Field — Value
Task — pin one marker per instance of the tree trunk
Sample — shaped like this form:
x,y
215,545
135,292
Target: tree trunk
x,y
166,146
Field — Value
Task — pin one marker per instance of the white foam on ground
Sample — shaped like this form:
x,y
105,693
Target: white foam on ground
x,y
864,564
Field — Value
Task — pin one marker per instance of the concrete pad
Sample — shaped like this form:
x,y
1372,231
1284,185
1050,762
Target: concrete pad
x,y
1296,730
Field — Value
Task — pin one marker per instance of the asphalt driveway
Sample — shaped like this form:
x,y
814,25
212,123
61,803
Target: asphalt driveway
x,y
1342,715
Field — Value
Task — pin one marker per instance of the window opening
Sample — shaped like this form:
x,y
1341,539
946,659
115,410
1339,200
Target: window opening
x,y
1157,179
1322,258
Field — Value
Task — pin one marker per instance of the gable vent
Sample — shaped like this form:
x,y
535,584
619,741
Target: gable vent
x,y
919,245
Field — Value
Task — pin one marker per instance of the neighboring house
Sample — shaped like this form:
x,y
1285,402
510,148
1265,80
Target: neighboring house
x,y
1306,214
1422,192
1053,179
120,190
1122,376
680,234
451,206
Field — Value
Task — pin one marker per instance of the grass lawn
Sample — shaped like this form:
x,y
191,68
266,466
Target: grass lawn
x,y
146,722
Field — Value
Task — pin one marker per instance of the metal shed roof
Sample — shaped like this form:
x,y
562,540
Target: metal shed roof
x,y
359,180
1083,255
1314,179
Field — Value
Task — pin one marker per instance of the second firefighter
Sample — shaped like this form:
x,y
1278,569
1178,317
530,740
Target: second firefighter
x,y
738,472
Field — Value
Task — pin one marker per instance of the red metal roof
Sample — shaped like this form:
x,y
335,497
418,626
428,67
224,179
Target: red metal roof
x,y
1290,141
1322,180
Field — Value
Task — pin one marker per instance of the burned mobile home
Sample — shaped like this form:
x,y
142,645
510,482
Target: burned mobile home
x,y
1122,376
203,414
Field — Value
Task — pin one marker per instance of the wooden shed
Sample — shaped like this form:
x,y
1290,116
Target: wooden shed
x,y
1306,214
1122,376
.....
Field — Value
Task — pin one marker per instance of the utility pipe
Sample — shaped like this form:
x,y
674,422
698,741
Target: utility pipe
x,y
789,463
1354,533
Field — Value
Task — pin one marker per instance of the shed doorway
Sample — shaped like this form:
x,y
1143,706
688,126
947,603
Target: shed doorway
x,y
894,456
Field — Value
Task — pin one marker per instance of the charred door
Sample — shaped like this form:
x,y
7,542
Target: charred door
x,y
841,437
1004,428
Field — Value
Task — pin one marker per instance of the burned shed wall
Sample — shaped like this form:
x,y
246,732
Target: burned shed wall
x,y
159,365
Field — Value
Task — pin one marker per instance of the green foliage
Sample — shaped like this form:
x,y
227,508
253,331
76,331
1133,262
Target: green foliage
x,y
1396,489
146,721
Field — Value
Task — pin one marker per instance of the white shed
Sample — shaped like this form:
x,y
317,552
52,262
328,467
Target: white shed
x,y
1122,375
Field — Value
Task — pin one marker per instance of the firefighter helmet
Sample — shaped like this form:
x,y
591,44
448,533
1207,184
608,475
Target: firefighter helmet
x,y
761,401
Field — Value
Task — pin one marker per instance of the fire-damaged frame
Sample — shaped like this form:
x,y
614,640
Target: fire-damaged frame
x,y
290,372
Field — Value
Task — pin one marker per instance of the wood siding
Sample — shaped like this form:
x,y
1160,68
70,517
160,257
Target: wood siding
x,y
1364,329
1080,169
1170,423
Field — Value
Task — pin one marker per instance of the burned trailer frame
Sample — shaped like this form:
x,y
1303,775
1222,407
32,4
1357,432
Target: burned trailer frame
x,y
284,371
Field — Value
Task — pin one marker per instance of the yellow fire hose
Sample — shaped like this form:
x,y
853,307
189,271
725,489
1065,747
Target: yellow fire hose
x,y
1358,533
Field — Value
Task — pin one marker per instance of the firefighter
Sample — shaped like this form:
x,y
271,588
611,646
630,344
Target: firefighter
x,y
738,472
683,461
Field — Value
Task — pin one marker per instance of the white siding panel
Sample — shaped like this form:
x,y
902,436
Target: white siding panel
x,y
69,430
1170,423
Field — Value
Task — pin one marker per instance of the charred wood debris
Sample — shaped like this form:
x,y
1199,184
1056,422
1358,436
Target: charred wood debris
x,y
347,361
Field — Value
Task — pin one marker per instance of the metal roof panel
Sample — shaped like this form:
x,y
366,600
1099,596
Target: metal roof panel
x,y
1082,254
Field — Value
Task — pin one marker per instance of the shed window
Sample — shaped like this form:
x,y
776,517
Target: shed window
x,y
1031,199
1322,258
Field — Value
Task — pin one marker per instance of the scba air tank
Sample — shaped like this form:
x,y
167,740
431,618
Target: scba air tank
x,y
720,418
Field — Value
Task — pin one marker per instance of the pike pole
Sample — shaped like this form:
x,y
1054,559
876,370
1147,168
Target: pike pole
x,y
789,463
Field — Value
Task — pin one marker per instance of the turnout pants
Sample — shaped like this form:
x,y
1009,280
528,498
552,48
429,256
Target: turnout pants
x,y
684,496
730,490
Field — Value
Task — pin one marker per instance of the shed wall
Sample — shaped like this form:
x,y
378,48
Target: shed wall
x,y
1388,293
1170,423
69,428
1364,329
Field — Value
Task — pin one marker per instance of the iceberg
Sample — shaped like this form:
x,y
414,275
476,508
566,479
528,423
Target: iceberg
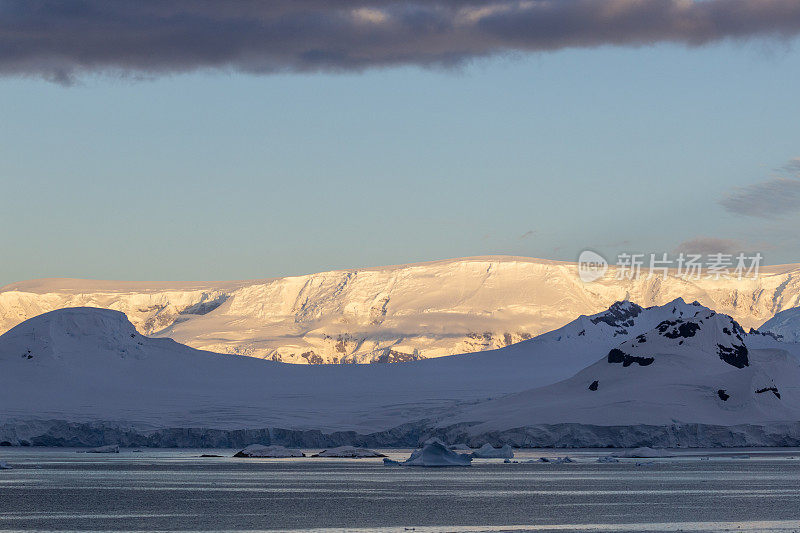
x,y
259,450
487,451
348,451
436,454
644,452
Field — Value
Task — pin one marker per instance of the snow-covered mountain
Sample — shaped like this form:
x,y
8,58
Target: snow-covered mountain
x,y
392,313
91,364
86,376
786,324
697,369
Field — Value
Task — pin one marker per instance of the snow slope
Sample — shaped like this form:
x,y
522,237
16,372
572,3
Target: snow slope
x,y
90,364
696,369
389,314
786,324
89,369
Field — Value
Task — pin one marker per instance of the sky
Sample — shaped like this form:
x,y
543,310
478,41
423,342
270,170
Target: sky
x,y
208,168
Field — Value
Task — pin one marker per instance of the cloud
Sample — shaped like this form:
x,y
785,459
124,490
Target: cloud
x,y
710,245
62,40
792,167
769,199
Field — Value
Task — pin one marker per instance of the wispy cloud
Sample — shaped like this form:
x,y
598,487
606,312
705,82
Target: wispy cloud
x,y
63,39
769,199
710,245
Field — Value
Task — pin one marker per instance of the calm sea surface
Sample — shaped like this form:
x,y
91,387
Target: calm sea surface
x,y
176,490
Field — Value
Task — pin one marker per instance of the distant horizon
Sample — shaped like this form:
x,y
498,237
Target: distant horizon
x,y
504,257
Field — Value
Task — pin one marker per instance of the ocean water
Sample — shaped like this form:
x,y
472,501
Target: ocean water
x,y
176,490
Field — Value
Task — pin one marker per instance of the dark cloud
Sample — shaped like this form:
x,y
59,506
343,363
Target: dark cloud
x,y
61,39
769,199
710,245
.....
Exercise = Count the lines in the rows above that contain the string "snow", treating case as significant. Reply with the number only.

Exercise output = 4